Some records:
------------------------------------
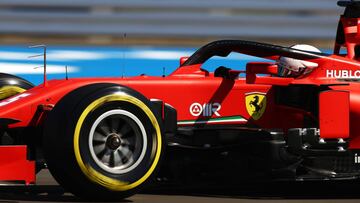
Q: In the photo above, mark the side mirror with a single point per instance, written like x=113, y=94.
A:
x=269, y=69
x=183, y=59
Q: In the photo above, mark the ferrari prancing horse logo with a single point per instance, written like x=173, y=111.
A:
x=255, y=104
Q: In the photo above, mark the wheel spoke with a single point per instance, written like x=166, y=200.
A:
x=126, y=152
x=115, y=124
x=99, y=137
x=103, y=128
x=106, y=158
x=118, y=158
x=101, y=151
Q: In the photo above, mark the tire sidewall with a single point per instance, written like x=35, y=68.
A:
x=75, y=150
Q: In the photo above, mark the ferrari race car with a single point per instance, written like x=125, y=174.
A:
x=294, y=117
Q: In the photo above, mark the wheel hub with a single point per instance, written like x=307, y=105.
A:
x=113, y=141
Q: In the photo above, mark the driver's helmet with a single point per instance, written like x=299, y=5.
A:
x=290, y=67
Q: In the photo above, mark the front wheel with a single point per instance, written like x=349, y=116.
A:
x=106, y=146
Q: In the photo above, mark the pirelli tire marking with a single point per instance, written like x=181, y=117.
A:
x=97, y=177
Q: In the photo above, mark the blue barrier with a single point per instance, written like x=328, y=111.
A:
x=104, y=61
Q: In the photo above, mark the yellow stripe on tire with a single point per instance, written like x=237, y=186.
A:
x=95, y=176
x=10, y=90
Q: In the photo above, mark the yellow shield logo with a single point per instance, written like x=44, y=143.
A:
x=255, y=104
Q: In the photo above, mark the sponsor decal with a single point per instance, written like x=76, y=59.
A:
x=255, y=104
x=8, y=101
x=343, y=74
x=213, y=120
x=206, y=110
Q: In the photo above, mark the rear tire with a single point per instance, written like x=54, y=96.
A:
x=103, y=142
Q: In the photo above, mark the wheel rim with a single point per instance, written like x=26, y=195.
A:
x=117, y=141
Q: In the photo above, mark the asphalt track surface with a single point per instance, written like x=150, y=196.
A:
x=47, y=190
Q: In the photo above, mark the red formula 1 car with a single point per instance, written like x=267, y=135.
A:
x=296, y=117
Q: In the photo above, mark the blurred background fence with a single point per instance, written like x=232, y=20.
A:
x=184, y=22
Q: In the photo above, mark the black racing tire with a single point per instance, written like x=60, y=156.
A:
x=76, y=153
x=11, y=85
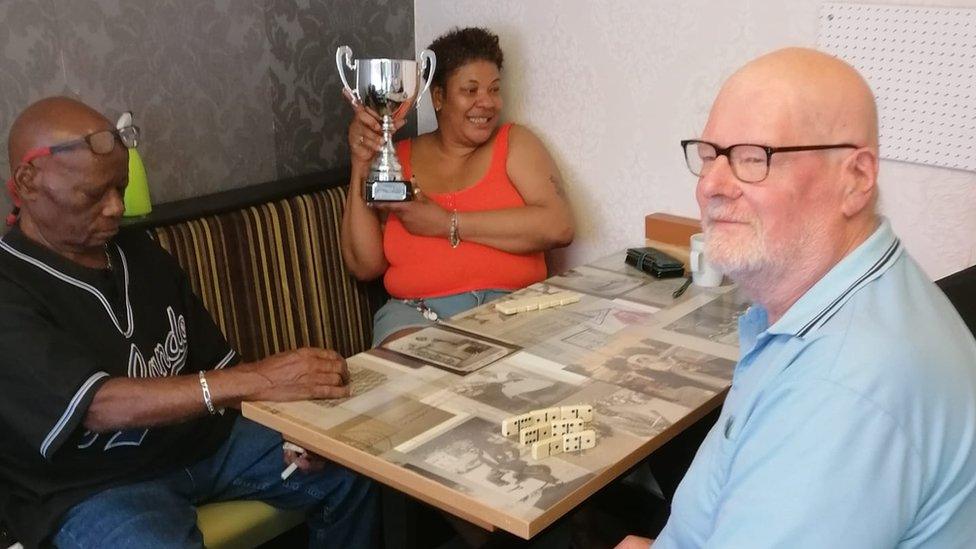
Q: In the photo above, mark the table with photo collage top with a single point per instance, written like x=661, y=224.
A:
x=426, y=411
------------------------------------
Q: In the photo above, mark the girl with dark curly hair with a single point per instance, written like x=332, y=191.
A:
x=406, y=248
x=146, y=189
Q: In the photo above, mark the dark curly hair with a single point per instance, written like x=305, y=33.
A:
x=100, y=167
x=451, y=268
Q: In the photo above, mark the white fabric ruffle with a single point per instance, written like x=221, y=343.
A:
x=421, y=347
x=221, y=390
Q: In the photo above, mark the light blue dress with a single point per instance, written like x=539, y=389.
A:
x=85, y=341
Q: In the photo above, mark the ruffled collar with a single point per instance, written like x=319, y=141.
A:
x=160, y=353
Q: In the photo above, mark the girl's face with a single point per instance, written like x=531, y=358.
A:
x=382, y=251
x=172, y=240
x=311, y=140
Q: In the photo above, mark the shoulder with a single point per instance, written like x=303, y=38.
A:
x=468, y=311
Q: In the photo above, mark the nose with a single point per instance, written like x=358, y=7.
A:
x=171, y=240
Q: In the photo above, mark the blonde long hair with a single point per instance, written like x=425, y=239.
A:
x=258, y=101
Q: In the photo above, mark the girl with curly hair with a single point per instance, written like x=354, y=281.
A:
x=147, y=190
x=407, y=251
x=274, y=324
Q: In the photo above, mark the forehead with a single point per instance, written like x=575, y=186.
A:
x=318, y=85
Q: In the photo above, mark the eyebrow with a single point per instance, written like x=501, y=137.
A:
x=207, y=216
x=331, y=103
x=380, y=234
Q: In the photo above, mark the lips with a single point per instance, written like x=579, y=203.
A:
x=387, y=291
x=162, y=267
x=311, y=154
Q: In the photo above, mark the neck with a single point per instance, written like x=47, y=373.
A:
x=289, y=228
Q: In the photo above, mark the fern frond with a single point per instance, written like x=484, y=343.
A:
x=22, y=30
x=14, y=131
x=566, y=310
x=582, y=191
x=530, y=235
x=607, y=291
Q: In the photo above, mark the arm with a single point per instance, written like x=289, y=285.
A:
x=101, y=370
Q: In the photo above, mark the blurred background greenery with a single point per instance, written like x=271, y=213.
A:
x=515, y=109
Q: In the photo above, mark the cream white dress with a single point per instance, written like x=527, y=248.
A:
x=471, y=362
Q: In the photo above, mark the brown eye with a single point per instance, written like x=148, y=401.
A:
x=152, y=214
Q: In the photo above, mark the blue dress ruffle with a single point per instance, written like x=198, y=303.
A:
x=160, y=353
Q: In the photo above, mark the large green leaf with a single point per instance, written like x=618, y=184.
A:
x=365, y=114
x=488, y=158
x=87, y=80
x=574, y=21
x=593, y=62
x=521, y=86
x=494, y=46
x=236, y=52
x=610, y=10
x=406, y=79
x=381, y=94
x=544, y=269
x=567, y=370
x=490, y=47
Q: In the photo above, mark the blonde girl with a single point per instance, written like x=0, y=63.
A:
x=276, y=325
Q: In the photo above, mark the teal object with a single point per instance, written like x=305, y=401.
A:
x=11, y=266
------------------------------------
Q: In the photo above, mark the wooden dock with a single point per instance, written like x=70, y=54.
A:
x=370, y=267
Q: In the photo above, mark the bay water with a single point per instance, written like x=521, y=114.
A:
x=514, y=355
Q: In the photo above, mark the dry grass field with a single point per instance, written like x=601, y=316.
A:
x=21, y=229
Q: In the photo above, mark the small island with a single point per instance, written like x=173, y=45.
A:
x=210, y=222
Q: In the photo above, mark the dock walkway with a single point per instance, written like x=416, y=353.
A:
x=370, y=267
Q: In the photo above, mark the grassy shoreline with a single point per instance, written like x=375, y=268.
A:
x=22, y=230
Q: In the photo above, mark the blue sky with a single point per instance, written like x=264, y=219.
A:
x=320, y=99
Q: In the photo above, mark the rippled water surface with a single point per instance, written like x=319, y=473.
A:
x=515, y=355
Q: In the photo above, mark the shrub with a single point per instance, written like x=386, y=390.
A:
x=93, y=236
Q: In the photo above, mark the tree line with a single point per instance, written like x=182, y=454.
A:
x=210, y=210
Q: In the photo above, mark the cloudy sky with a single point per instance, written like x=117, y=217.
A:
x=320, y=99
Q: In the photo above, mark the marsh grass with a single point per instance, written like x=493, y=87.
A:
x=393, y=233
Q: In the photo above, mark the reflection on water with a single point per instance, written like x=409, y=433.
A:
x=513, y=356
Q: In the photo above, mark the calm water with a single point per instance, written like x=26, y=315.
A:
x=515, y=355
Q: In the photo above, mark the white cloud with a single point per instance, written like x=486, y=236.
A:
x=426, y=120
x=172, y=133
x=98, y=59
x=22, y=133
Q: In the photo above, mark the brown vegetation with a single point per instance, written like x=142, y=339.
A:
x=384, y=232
------------------------------------
Work required
Please put the lines of the records above into a JSON list of strings, one string per line, leaving out any blank lines. Begin at the line that contains "Q: In the photo above, mark the sponsor" and stop after the line that contains "x=103, y=142", including both of those lines.

Response for this exercise
[
  "Q: In the photo above, mark the sponsor decal with a single point per instance, written like x=76, y=59.",
  "A:",
  "x=255, y=104",
  "x=8, y=101",
  "x=343, y=74",
  "x=213, y=120",
  "x=206, y=110",
  "Q: In the photo above, mark the rear tire with a single point per instance, written like x=54, y=96.",
  "A:",
  "x=103, y=142"
]